Reading text:
───
5. Pancreatic cancer induced THP-1 differentiation into M2-type macrophages, and the differentiated macrophages up-regulated the expression of CD59 in pancreatic cancer cells by secreting IL-6 and promoted the occurrence of complement immune escape in pancreatic cancer cells. IL-6 was secreted by macrophages after induction of PCCDM. PCCDM is involved in the regulation of CD59 expression and complement immunity by macrophages in pancreatic cancer.
6. High expression of CXCL5 was observed both in pancreatic cancer tissue and cell lines. High expression of CXCL5 in pancreatic cancer tissues was correlated with T3 stage, N2 stage and poor differentiation status. Patients with high expression of CXCL5 had relatively a poor prognosis. The CXCL5 expression level was an independent risk factor in patients with high CA242. The infiltration of M2-type macrophages, neutrophils and IgG⁺ plasma cells were increased in the pancreatic cancer tissues with high expression of CXCL5.

Conclusion
Pancreatic cancer cells produced migrasomes rich in regulatory proteins such as CXCL5 and TGF-β1. Migrasome induced immunesuppressive microenvironment to promote tumor growth. The proportion of M2-type macrophages was increased and that of T cells was decreased in the microenvironment induced by migrasomes derived from pancreatic cancer. Migrasome could promote the chemotaxis of macrophages and induced their differentiation into M2-type macrophages, and these macrophages could promote the proliferation, invasion and migration of pancreatic cancer, and inhibit the proliferation of T cells by secreting ARG1. The macrophages induced by pancreatic cancer migrasome secreted IL-6 to promote the high expression of CD59 in pancreatic cancer cells, which led to the complement immune escape. Migrasomes derived from pancreatic cancer were rich in CXCL5. Patients with high expression of CXCL5 had a poor prognosis, and their tissues present an immunosuppressive environment, with increased infiltration of M2-type macrophages, neutrophils and IgG⁺ plasma cells. The study of the treatment strategy for migrasomes may provide a new idea for the comprehensive treatment of pancreatic cancer.
───
Activities:
1: According to the pancreatic cancer passage, what do the macrophages secrete to inhibit the proliferation of T cells?
2: Repeat the stretch of the pancreatic cancer passage from "5. Pancreatic cancer" through "in pancreatic cancer.".
The items have nothing to do with the pancreatic cancer passage.
───
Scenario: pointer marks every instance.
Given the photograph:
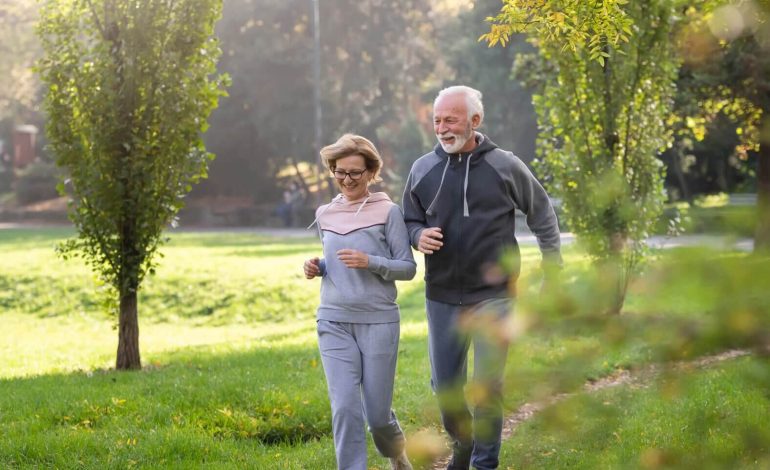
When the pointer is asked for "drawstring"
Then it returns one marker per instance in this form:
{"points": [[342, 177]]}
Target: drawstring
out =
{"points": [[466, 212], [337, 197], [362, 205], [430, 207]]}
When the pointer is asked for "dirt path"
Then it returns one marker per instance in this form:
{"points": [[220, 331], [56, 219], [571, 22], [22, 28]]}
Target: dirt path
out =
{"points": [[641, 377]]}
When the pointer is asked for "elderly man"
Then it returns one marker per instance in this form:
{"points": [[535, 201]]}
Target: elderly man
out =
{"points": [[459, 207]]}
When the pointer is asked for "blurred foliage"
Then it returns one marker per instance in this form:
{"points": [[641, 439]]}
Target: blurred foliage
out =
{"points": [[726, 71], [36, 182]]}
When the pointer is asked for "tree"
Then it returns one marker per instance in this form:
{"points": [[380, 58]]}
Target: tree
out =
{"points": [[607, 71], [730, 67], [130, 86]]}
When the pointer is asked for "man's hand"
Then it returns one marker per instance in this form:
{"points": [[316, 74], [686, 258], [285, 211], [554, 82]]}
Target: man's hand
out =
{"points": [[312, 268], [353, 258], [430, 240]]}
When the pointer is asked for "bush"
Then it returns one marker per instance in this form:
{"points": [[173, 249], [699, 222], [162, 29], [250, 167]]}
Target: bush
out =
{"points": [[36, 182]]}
───
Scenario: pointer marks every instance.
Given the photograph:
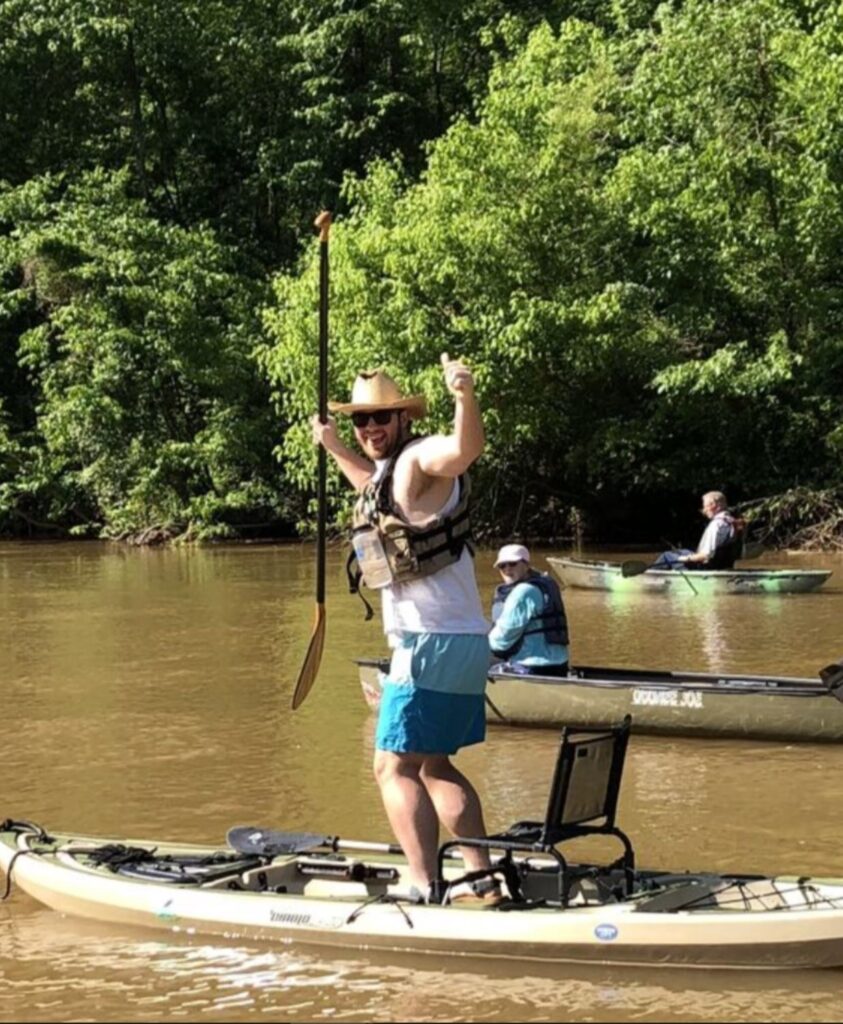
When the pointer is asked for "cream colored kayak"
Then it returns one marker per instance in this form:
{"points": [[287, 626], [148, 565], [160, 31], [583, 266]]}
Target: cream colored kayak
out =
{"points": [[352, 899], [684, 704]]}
───
Per-task outputs:
1: ARG1

2:
5. Pancreatic cancer induced THP-1 differentiation into M2-type macrophages, and the differentiated macrophages up-regulated the expression of CD59 in pancreatic cancer cells by secreting IL-6 and promoted the occurrence of complement immune escape in pancreatic cancer cells. IL-6 was secreted by macrophages after induction of PCCDM. PCCDM is involved in the regulation of CD59 expression and complement immunity by macrophages in pancreatic cancer.